▶ _Given exercise_
Rewrite the items between the line containing "of the silver" and the line containing "<point>146,604</point>", inclusive, with "thickest part" changed to "widest part" throughout and everything else left as it is. Give back only those lines.

[Dataset records]

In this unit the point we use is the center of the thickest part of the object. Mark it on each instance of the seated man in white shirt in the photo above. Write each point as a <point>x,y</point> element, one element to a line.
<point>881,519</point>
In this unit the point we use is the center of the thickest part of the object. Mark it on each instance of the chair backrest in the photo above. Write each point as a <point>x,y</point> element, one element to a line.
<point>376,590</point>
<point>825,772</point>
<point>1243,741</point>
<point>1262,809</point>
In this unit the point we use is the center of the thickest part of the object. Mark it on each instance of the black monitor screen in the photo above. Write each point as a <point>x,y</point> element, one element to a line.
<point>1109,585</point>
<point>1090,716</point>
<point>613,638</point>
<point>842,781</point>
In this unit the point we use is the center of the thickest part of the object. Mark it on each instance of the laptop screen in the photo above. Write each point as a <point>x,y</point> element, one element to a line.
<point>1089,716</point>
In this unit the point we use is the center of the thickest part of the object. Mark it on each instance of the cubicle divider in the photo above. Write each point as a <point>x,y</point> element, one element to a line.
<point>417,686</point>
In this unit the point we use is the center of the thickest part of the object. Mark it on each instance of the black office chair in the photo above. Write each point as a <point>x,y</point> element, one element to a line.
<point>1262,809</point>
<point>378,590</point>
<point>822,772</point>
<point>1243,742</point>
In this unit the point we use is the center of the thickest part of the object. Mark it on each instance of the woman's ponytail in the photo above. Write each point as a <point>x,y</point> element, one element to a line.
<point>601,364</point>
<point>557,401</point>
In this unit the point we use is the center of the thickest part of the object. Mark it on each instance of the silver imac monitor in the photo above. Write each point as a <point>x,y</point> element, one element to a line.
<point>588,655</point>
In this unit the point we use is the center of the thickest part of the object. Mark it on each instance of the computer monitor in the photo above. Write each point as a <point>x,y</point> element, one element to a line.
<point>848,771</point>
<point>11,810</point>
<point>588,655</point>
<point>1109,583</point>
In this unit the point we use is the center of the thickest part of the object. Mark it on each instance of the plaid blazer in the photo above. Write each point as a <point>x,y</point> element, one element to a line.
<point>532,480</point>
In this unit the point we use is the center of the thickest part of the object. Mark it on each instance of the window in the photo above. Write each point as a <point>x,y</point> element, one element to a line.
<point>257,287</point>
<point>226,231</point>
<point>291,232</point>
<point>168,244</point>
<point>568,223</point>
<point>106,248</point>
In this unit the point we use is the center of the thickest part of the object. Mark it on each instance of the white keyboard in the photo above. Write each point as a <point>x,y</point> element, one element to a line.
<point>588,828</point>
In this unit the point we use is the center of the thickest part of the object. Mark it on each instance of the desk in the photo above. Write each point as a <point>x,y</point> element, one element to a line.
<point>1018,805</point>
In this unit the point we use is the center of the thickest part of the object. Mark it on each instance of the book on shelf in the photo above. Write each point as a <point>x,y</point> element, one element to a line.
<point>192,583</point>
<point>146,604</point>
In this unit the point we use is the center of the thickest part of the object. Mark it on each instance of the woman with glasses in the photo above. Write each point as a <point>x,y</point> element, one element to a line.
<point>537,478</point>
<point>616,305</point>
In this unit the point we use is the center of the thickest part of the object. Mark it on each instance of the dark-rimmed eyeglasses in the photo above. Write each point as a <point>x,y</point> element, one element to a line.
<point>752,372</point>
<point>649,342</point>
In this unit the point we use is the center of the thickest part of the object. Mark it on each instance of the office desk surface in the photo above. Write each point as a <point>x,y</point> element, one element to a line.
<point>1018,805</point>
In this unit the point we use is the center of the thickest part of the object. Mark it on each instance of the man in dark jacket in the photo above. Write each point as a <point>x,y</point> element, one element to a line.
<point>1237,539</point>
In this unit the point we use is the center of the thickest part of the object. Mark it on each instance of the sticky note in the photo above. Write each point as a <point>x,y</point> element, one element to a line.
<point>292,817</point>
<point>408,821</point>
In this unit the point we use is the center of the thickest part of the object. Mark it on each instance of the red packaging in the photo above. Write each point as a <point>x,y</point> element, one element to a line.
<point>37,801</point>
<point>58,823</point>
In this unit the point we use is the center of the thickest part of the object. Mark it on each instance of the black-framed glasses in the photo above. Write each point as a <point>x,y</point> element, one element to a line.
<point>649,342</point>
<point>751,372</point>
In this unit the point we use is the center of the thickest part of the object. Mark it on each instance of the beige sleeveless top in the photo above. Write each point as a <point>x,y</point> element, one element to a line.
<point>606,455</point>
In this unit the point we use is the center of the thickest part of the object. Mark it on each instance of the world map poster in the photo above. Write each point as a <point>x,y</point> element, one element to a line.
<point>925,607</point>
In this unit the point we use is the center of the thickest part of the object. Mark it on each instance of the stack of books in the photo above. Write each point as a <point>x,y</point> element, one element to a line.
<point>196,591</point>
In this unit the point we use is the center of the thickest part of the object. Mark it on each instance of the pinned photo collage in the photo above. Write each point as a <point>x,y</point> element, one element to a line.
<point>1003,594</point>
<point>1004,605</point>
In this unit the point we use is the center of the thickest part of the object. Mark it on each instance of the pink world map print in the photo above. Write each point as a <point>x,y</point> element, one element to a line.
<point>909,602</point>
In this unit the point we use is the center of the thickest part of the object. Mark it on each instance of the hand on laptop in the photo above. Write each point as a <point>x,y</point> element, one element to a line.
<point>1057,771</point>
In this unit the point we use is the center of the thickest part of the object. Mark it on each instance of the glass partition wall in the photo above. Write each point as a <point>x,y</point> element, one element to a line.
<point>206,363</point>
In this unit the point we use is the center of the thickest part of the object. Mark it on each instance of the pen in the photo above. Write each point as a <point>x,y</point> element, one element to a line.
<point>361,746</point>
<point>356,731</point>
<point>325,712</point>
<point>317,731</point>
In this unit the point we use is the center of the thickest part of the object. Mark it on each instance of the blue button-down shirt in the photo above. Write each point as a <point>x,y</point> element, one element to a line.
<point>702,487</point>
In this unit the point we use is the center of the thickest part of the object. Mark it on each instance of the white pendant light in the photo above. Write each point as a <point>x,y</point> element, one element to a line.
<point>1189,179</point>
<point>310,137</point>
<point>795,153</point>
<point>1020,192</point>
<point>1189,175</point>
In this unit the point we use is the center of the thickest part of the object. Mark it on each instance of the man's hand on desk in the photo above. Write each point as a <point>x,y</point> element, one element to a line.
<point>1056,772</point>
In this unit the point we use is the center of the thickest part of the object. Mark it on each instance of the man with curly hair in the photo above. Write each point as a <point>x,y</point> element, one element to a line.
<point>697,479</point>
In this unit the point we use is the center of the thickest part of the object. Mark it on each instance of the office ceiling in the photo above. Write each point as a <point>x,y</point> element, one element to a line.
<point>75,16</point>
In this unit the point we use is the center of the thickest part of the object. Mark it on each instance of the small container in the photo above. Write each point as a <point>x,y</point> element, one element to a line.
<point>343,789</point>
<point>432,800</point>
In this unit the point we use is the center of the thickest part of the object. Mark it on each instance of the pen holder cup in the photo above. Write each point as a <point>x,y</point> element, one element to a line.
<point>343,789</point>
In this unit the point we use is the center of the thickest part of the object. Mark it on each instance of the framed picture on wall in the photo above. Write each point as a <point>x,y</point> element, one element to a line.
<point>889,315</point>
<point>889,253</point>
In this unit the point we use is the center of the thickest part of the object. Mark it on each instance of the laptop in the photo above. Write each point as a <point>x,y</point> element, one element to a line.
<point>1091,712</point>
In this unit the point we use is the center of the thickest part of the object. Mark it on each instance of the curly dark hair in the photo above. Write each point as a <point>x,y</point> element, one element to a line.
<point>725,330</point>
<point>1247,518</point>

▶ _Result of the exercise_
In this unit the point we use is the center of the widest part of the object. Mark it on each instance of the silver imac monitor in the photo above. Write each point as a <point>x,y</point> element, one element to a line.
<point>588,655</point>
In this unit the point we use is the center of the widest part of the object. Mark it on each instance of the computer monitor in the photo above. Write each point as a <point>x,y</point> element, one element to a line.
<point>848,771</point>
<point>11,810</point>
<point>588,655</point>
<point>1109,583</point>
In this unit the point we use is the center of the widest part of the object. Mark it on each instance of the plaid blazer in the photo above. Write each point as a <point>x,y</point> element, one element to a line.
<point>532,480</point>
In this unit the point we use is the center of the widest part of the object. Mark it on each instance of the window in the photo above. Write each point as a <point>x,y</point> element, one element to a line.
<point>257,287</point>
<point>226,231</point>
<point>291,232</point>
<point>168,244</point>
<point>568,223</point>
<point>106,248</point>
In this unit the point we use is the center of the widest part of the object. Mark it on each instance of the white keyboard in the photo above. Write each point as a <point>x,y</point> element, one element to a line.
<point>588,828</point>
In this unit the point we use is the center of the widest part of the object. Mark it on each instance of the desk in the photo above. Write each point as a <point>x,y</point> element, one element to a line.
<point>1018,805</point>
In this unit the point we use is the center of the widest part of the object. Mark it on each instance of the book on shelf in the photo above. Write each point as a <point>x,y</point> element, one element to a line.
<point>192,583</point>
<point>146,604</point>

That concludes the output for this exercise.